Records shown Block Start

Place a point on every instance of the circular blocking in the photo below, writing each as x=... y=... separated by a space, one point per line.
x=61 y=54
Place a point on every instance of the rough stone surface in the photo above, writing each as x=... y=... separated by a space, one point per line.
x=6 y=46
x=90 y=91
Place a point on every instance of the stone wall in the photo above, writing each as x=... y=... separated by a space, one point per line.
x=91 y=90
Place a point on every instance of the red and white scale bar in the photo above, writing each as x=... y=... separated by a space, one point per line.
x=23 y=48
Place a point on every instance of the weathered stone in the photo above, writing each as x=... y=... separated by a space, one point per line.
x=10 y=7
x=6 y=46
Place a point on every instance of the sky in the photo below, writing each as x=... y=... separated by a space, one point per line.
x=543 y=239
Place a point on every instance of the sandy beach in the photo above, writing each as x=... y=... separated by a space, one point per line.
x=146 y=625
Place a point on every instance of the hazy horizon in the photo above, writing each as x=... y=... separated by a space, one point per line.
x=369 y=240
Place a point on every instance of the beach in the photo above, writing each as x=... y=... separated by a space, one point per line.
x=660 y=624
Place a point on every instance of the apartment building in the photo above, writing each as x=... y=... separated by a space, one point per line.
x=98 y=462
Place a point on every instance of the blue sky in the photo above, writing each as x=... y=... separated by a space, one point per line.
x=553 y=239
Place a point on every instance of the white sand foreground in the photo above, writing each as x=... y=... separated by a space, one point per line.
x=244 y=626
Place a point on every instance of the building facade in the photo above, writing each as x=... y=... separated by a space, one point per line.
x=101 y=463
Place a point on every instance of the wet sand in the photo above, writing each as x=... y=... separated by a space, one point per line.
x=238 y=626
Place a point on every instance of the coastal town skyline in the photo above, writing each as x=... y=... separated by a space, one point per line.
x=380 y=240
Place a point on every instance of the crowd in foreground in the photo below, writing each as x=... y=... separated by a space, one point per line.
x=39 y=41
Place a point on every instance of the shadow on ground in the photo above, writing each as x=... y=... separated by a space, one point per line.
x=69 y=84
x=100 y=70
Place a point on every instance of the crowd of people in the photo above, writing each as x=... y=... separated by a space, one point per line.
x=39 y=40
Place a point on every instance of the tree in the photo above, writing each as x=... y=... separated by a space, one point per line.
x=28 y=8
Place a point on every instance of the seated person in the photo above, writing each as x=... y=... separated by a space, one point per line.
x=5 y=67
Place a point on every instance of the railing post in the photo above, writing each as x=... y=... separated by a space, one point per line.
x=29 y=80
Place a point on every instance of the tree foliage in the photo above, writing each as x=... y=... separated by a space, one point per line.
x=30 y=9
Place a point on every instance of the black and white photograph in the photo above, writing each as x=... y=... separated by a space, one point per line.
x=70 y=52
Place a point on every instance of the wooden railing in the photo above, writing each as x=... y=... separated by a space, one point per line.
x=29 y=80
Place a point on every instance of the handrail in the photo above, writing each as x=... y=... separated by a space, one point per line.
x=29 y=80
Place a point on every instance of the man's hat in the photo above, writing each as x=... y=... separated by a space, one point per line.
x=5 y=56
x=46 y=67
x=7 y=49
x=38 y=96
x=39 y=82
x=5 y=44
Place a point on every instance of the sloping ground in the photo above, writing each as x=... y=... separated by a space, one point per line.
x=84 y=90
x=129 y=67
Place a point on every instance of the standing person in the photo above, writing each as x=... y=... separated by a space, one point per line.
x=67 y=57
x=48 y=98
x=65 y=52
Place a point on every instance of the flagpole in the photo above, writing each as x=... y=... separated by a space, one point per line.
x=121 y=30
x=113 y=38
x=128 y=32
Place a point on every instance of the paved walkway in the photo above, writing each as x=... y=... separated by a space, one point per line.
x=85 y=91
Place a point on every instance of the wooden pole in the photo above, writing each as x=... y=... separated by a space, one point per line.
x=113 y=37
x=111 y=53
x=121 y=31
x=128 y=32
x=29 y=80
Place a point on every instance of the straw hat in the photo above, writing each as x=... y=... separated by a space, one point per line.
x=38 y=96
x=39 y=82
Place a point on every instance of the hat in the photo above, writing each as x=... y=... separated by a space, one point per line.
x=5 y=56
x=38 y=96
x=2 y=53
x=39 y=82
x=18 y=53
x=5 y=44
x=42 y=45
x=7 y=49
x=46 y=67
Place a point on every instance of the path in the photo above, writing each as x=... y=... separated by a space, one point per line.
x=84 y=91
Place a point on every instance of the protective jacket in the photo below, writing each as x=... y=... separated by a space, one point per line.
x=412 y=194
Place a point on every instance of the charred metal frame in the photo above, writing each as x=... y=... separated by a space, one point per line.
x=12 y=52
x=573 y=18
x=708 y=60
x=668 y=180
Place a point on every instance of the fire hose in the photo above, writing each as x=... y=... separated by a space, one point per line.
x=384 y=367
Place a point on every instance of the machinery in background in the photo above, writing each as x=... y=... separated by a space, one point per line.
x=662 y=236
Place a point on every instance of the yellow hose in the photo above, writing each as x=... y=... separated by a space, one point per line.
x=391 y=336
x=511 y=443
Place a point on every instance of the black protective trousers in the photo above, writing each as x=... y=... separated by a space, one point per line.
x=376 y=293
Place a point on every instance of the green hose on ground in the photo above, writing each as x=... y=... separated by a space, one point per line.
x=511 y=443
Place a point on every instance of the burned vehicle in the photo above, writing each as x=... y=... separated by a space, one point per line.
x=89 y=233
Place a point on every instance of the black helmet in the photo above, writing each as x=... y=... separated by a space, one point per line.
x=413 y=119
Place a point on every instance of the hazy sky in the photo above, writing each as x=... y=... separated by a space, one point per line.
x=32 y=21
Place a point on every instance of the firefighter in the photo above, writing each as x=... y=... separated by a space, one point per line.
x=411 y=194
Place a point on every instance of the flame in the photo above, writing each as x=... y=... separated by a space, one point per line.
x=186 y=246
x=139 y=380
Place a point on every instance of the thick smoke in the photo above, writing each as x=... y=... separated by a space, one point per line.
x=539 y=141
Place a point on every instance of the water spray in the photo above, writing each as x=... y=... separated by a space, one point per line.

Records shown Block End

Nothing but the lines from the one with "Place a point on every instance of the fire hose" through the last line of the entries should be repeated, and those exactly.

Place a point on every instance of the fire hose in the photo above, writing each as x=... y=... separated by a space, one point per line.
x=384 y=367
Place a point on every instance of the machinery in background in the photo above, writing each as x=... y=... separated by a space, one point per line.
x=662 y=236
Place a point on every instance of the yellow hose in the photo above, writing each as x=... y=... separated by a space, one point per line.
x=391 y=336
x=511 y=443
Place a point on every instance of the black protective trousers in the photo above, writing each as x=... y=... separated by a space, one point per line.
x=376 y=293
Place a point on every instance of the green hose on ground in the photo above, writing each as x=... y=... separated by a space, one point per line.
x=511 y=443
Place a point on every instance of the burned vehicle in the photo above, writing each as x=... y=... separated by a space, one point per line.
x=89 y=233
Place a point on every instance of the black helmet in the photo above, writing each as x=... y=... separated by a space, one point per line.
x=413 y=119
Place a point on every instance of the hazy sky in the photo above, writing each as x=... y=... separated by a space, one point per line.
x=32 y=21
Place a point on every instance of the firefighter in the photo above, writing each as x=... y=... separated by a space, one point per line.
x=411 y=194
Place a point on every instance of the flame in the photo above, writing each as x=... y=... separated by a space, one point per line.
x=186 y=246
x=139 y=380
Place a point on every instance of the thick smoke in the photo above, writing each as x=... y=... separated by a space, one point per line.
x=539 y=141
Place a point on every instance of the water spray in the photo above, writing each as x=... y=... separated by a space, one point per line.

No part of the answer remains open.